● The problem
Your answer should be a faithful copy of the entire listing.

● Data under study

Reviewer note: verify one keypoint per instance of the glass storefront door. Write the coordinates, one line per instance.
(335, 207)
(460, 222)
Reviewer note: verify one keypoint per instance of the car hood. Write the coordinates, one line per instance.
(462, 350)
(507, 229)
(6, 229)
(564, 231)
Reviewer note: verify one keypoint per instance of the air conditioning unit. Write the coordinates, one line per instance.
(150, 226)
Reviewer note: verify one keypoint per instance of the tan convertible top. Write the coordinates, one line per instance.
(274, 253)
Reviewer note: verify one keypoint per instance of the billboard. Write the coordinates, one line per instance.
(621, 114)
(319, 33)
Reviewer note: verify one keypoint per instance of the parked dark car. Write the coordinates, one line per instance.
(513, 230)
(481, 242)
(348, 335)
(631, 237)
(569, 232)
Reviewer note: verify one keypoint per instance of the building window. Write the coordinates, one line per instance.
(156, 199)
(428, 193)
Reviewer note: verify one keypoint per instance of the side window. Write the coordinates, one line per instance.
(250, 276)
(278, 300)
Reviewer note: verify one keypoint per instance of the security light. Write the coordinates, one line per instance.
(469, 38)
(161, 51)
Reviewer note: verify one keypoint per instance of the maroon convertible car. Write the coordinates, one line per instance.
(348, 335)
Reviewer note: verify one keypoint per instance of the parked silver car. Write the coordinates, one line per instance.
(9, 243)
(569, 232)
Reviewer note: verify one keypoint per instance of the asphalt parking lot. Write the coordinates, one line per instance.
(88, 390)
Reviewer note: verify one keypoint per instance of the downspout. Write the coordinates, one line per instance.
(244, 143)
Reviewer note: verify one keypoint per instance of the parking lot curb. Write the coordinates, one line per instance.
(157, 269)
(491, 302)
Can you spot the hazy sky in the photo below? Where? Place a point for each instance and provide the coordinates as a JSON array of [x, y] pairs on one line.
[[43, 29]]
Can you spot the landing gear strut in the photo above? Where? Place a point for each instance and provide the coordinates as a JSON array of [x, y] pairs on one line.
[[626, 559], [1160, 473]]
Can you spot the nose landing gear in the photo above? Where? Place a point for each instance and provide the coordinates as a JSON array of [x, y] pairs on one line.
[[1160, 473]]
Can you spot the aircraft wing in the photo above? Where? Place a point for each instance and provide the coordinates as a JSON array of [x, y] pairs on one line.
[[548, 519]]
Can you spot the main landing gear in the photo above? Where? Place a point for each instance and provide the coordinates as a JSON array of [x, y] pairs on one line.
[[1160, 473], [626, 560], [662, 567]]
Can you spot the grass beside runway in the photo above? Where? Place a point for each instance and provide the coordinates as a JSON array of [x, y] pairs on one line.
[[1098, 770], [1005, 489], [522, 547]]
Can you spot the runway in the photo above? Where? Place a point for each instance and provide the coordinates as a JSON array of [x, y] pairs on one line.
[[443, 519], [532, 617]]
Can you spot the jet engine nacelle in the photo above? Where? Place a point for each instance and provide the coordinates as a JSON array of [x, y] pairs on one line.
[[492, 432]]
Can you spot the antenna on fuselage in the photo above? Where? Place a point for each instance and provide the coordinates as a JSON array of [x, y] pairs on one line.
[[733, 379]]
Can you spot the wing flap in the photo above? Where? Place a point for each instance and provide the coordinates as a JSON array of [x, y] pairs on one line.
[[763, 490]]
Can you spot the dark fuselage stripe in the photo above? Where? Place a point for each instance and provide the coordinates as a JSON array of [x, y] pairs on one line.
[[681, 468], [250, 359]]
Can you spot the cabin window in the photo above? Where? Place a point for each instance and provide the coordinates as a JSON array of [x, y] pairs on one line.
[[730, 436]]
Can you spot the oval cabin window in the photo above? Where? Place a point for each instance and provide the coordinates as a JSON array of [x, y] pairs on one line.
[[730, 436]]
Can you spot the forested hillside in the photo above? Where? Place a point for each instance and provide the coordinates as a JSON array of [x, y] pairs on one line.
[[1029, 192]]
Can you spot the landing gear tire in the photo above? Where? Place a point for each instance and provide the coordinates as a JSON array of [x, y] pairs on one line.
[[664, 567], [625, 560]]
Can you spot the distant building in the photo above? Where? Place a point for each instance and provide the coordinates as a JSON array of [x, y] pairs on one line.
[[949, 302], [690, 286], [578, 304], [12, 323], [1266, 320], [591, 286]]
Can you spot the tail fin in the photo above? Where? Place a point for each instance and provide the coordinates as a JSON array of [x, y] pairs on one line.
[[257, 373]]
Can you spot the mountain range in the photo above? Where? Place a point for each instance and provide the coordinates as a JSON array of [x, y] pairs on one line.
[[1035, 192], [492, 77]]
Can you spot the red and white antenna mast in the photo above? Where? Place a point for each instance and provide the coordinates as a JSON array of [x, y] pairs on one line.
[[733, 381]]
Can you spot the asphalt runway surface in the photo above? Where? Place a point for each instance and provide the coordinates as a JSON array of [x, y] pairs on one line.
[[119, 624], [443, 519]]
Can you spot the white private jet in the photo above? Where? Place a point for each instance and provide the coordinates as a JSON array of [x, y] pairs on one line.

● Answer
Reviewer note: verify one keypoint per instance of the glass storefront door. Write the coordinates, one line per instance.
(335, 207)
(460, 222)
Reviewer note: verify one keypoint per instance of the car hood. Write the coordinates, one line per instance.
(462, 350)
(507, 229)
(6, 229)
(564, 231)
Reviewer note: verify one keypoint per instance of the air conditioning unit. Write the coordinates, one line per instance.
(150, 226)
Reviewer note: verify one keypoint per instance of the tan convertible top. Write the coordinates, one line per instance.
(274, 253)
Reviewer note: verify one keypoint per instance of the billboard. Write the coordinates, one line per instance.
(621, 114)
(319, 33)
Reviewer note: verify one keypoint per instance of the parked dark car. Write the coordinates, one line per instance.
(513, 230)
(481, 242)
(348, 335)
(631, 237)
(569, 232)
Reviewer note: verify one keypoint per instance of the building window. Write the coordinates, one line per instance.
(156, 199)
(428, 193)
Reviewer note: verify one keypoint per instance of the side window. Write the coordinates, one line per instance.
(250, 276)
(278, 300)
Reviewer note: verify one keypoint per instance of the security light. Write the coordinates, one line per instance.
(469, 38)
(161, 51)
Reviewer note: verify one keypoint per instance of the maroon convertible car. Write the coordinates, one line per instance.
(348, 335)
Reviewer note: verify one keypoint per instance of the parked silver car. Write the coordinates, one line per instance.
(9, 243)
(569, 232)
Reviewer note: verify one keypoint per instance of the asphalt parking lot. Write the coordinates, one line per instance.
(88, 390)
Reviewer note: verify one keypoint per instance of the downspout. Write the coordinates, one line per instance.
(244, 143)
Reviewer note: verify one keypoint per instance of the parking lot curb. Write the coordinates, one line per instance.
(157, 269)
(491, 302)
Can you spot the hazy sky in the photo below? Where? Place a point for each instance and provide the coordinates as a JSON array of [x, y] pairs on one line.
[[43, 29]]
Can you spot the landing gear strut in the photo above? Where? Place a point for each instance and provide the coordinates as a JSON array of [x, y] pairs on one line.
[[626, 559], [1160, 473]]
Can you spot the nose landing gear in the photo above? Where? Place a point for each instance and provide the coordinates as a JSON array of [x, y] pairs on one line.
[[1160, 473]]
Can you spot the aircraft wing in the photo above? Where? Place a point for each instance and provide the coordinates as a JSON array of [x, y] pairs on one line.
[[548, 519]]
Can you spot the main landing gear in the photo above? Where? Place a point for each instance and provide the coordinates as a JSON array of [x, y] pairs on one line.
[[1160, 473], [626, 560], [662, 567]]
Can you spot the grass beside runway in the photo above? Where? Place a point for each instance and provide the coordinates as a JSON array of [x, y] pairs on one line.
[[1098, 770], [1005, 489], [522, 547]]
Can you spot the runway in the photo above? Where? Place a point for each instance and provide the coordinates as a JSON array of [x, y] pairs on one line.
[[443, 519], [532, 617]]
Can you spot the jet engine nacelle in the photo above? Where? Place a point for each instance and provide the coordinates as a JSON array of [x, y] pairs on one line.
[[492, 432]]
Can you spot the antenna on fuselage in the photo above? Where? Place a point for each instance and provide the coordinates as a JSON array of [x, y] pairs on one line.
[[733, 379]]
Can you spot the wing flap in the photo above? Where? Place a point for each instance and provide the coordinates as a JSON array of [x, y] pairs on one line.
[[763, 490]]
Can you spot the dark fuselage stripe in the photo above? Where? Place a point for each instance and provide the coordinates as a JSON array of [x, y] pairs on one line.
[[681, 468], [250, 359]]
Can you spot the cabin window in the photo above? Where? Place a point for each instance and provide the coordinates as a JSON array of [x, y] pairs on one line.
[[730, 436]]
Can you spot the oval cabin window in the photo above? Where? Place a point for each instance and provide the coordinates as a JSON array of [x, y] pairs on one line.
[[730, 436]]
Can you spot the forested hillside in the photo above? Where? Place a point for each instance and provide the coordinates as a JSON array of [x, y] pairs on one line.
[[1029, 192]]
Can you spot the landing gear tire in the photo above? Where? Place a point for each instance and provide the coordinates as a JSON array of [x, y] pairs on one line.
[[664, 567], [625, 560]]
Can you spot the distant building in the photo above? Where? Place a point for each instance and provide the coordinates as a JSON array of [x, y] pairs on one line.
[[949, 302], [690, 286], [578, 304], [12, 323], [1266, 320], [591, 286]]
Can you spot the tail fin in the photo above? Where? Place a point for each instance and provide the coordinates as a JSON array of [x, y] pairs on one line.
[[257, 373]]
Can you spot the mountain range in the photo above? Where? Place a point for each instance and provide the coordinates as a JSON array of [x, y] pairs on one line.
[[1035, 192], [492, 77]]
Can you spot the red and white antenna mast in the photo above? Where? Place a point for each instance and provide the coordinates as a JSON array of [x, y] pairs on one line.
[[733, 381]]
Can you spot the asphalt runway surface in the photo above? Where? Place a point for each instance and provide the coordinates as a JSON array of [x, y] pairs on one line.
[[119, 624], [443, 519]]
Can you spot the white private jet in the photo above? Where? Place a point for each instance and provide the coordinates as a JSON array of [x, y] pairs on one line.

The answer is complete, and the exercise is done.